--- RECORDS FOR THIS EXERCISE Enclosed Below ---

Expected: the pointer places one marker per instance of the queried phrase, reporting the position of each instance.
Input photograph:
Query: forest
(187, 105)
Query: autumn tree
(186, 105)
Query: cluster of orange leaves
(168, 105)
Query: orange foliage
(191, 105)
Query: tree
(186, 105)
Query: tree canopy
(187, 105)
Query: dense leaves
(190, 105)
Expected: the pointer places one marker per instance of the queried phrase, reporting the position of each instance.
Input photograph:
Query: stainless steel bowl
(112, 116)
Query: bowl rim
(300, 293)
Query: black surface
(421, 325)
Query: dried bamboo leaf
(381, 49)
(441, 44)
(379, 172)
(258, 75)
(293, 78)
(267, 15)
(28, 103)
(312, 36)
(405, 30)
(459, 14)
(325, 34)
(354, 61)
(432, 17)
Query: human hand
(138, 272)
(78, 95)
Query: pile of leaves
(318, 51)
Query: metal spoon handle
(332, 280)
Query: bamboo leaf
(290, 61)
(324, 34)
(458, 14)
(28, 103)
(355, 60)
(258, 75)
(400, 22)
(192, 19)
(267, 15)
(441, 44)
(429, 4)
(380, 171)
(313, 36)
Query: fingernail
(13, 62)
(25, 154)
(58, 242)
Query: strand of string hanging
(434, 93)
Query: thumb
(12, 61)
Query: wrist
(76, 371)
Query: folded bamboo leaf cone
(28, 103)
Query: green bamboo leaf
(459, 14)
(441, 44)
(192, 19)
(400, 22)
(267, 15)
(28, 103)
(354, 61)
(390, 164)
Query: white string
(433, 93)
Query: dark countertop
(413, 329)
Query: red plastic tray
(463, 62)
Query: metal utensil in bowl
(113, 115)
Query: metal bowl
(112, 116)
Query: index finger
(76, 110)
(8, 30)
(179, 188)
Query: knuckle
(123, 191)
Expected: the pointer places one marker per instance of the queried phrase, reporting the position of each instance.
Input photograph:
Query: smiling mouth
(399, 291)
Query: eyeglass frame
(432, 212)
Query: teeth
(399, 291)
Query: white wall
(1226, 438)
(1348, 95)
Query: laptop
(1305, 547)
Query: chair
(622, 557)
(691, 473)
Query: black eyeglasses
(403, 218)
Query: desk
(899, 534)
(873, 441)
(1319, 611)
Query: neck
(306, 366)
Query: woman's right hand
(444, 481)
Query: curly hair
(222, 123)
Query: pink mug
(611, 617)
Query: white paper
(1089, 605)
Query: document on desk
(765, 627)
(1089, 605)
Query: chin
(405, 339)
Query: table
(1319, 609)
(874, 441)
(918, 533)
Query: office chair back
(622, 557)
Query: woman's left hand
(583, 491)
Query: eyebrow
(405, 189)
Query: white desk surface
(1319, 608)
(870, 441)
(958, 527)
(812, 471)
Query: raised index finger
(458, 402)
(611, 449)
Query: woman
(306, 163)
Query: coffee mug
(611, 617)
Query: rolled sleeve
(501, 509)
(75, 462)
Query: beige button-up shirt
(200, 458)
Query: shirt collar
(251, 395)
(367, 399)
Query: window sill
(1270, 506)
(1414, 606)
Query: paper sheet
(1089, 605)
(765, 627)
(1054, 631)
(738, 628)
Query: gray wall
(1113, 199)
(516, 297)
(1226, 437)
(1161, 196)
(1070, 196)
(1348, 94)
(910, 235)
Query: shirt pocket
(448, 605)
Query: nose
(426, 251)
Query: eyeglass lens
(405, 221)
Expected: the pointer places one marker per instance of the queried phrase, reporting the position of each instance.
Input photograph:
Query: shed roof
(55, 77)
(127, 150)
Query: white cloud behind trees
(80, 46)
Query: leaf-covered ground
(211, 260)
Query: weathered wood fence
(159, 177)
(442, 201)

--- End of Enclosed RECORDS FOR THIS EXERCISE ---

_EXERCISE_
Copy out the lines starting at the one containing "Query: nose" and ending with the last line of the entries. Include nothing else.

_ANSWER TO THIS EXERCISE_
Query: nose
(426, 251)
Query: eyeglass lens
(405, 221)
Expected: the pointer places one marker per instance of the queried phrase, reporting the position of each instance.
Input photograph:
Query: shed roof
(55, 77)
(127, 150)
Query: white cloud behind trees
(80, 46)
Query: leaf-covered ground
(211, 260)
Query: weathered wood fence
(159, 177)
(442, 201)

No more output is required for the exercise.